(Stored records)
***

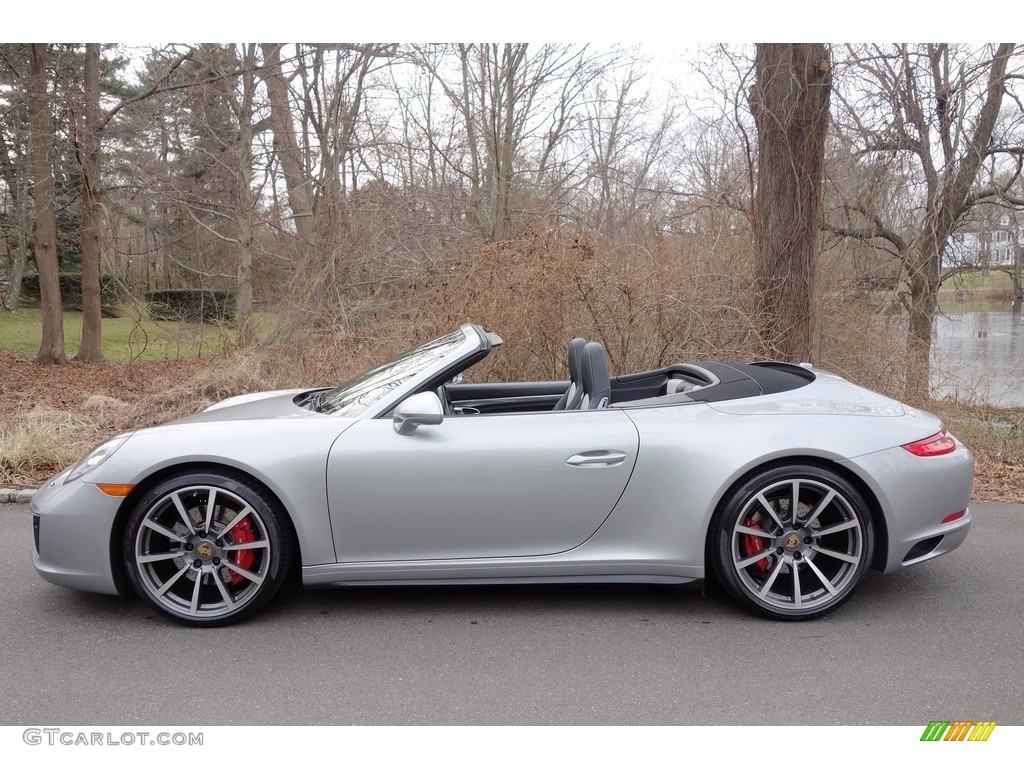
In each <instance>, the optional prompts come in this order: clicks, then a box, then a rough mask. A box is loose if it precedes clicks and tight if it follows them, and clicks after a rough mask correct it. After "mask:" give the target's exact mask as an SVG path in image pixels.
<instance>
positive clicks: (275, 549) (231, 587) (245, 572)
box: [123, 473, 294, 627]
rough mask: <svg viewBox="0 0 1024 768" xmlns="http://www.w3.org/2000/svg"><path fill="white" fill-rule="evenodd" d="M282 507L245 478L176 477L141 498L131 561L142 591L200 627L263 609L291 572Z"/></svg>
mask: <svg viewBox="0 0 1024 768" xmlns="http://www.w3.org/2000/svg"><path fill="white" fill-rule="evenodd" d="M278 509H279V508H278V505H276V504H275V503H274V501H273V500H272V499H271V498H270V496H269V495H268V494H267V492H266V490H265V489H264V488H262V487H260V486H258V485H257V484H256V483H254V482H252V481H250V480H248V479H246V478H244V477H242V476H233V475H229V474H226V473H225V474H219V473H216V474H215V473H188V474H181V475H177V476H174V477H170V478H168V479H166V480H164V481H162V482H160V483H158V484H157V485H156V486H154V487H153V488H151V489H150V490H148V492H147V493H146V494H145V495H144V496H143V497H141V498H140V499H139V500H138V502H137V503H136V504H135V506H134V508H133V510H132V512H131V514H130V515H129V518H128V522H127V525H126V527H125V536H124V545H123V552H124V560H125V566H126V569H127V571H128V575H129V579H130V581H131V583H132V586H133V587H134V589H135V591H136V592H137V593H138V594H139V596H140V597H141V598H142V599H143V600H145V601H146V602H148V603H150V604H151V605H152V606H153V607H154V608H156V609H157V610H158V611H160V612H161V613H162V614H164V615H165V616H167V617H168V618H171V620H173V621H175V622H178V623H180V624H184V625H189V626H194V627H218V626H222V625H225V624H231V623H233V622H237V621H239V620H241V618H244V617H245V616H247V615H250V614H251V613H253V612H254V611H256V610H258V609H259V608H260V607H262V606H263V605H264V604H266V602H267V601H268V600H269V599H270V598H271V597H273V595H274V594H275V593H276V592H278V590H279V589H280V588H281V586H282V584H283V583H284V582H285V580H286V578H287V574H288V573H289V572H290V568H291V563H292V558H293V549H294V548H293V545H292V542H291V538H290V537H289V531H288V529H287V528H286V527H285V524H284V521H283V520H282V517H281V513H280V512H279V511H278Z"/></svg>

***

- [Instructions to follow]
Report each line of the entries above that contains the word "clicks", copying every such line in full.

- [Expected output]
In each <instance>, the optional prompts come in this order: clicks, then a box, then a rough mask. A box is loose if it precedes clicks and tight if it follows them, and clicks after a rough mask correct it. After "mask:" give the target's exact mask as an SVG path in image pixels.
positive clicks: (275, 549) (231, 587) (245, 572)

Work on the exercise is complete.